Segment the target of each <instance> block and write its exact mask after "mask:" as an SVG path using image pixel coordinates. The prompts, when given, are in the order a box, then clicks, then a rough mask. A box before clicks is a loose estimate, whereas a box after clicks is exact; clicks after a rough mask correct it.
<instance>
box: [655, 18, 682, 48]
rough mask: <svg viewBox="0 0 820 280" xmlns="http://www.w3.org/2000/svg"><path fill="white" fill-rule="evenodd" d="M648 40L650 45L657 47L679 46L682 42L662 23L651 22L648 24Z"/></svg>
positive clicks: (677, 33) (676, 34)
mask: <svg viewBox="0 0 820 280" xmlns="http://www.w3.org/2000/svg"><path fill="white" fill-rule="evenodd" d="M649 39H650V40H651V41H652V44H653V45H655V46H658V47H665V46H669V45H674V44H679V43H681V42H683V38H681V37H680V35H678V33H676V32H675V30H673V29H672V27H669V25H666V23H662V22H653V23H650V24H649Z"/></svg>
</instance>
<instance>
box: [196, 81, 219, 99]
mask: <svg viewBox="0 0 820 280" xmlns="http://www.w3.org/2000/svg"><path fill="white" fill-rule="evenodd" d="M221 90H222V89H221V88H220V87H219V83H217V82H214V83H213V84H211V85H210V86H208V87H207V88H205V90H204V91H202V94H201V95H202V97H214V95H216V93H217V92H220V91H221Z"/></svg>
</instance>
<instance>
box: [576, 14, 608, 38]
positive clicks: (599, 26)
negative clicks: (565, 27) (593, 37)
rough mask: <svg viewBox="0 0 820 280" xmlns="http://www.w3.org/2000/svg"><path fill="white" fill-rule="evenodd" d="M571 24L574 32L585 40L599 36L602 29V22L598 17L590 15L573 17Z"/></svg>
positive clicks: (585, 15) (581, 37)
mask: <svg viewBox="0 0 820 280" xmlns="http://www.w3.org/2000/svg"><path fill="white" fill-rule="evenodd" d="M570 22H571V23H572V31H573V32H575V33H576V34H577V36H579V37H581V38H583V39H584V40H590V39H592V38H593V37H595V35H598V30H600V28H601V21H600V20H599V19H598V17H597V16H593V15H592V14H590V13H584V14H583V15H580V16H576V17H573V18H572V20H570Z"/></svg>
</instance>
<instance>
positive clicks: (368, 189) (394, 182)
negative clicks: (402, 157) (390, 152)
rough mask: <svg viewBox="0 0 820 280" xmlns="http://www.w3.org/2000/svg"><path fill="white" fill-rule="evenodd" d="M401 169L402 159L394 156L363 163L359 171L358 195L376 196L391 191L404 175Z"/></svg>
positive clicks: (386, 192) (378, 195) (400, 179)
_ _ _ _
WHAT YOU SHOULD DO -
In this exercise, every line of the listing is to be output exactly.

TASK RESPONSE -
Segment the target of each <instance> block and write its exact mask after "mask:" as an SVG path using image pixel coordinates. The prompts, when given, are in the order a box, then clicks, then a rough mask. A box before clicks is a loose estimate, whereas a box after clicks is exact; clicks after a rough mask correct it.
<instance>
box: [655, 18, 682, 48]
rough mask: <svg viewBox="0 0 820 280" xmlns="http://www.w3.org/2000/svg"><path fill="white" fill-rule="evenodd" d="M648 40L650 45L657 47L679 46L682 42L662 23L651 22L648 24Z"/></svg>
positive clicks: (677, 33) (676, 34)
mask: <svg viewBox="0 0 820 280" xmlns="http://www.w3.org/2000/svg"><path fill="white" fill-rule="evenodd" d="M649 39H650V40H651V41H652V44H653V45H655V46H658V47H665V46H669V45H674V44H679V43H681V42H683V38H681V37H680V35H678V33H676V32H675V30H673V29H672V27H669V25H666V23H662V22H653V23H650V24H649Z"/></svg>
</instance>
<instance>
box: [196, 81, 219, 99]
mask: <svg viewBox="0 0 820 280" xmlns="http://www.w3.org/2000/svg"><path fill="white" fill-rule="evenodd" d="M221 90H222V89H221V88H220V87H219V83H217V82H214V83H213V84H211V85H210V86H208V87H207V88H205V90H204V91H202V94H201V95H202V97H214V95H216V93H217V92H220V91H221Z"/></svg>
</instance>
<instance>
box: [576, 14, 608, 38]
positive clicks: (599, 26)
negative clicks: (565, 27) (593, 37)
rough mask: <svg viewBox="0 0 820 280" xmlns="http://www.w3.org/2000/svg"><path fill="white" fill-rule="evenodd" d="M571 24L574 32L585 40L599 36L602 29V22L598 17L590 15L573 17Z"/></svg>
positive clicks: (585, 15) (581, 37)
mask: <svg viewBox="0 0 820 280" xmlns="http://www.w3.org/2000/svg"><path fill="white" fill-rule="evenodd" d="M570 22H571V23H572V31H573V32H575V33H576V34H577V36H579V37H581V38H583V39H584V40H590V39H592V38H593V37H595V35H598V30H600V28H601V21H600V20H599V19H598V17H597V16H593V15H592V14H590V13H584V14H583V15H580V16H576V17H573V18H572V20H570Z"/></svg>
</instance>
<instance>
positive clicks: (368, 189) (394, 182)
negative clicks: (402, 157) (390, 152)
rough mask: <svg viewBox="0 0 820 280" xmlns="http://www.w3.org/2000/svg"><path fill="white" fill-rule="evenodd" d="M401 169L402 159L394 156L363 163L359 171L358 195L376 196L391 191L404 175Z"/></svg>
positive clicks: (386, 192) (378, 195) (400, 179)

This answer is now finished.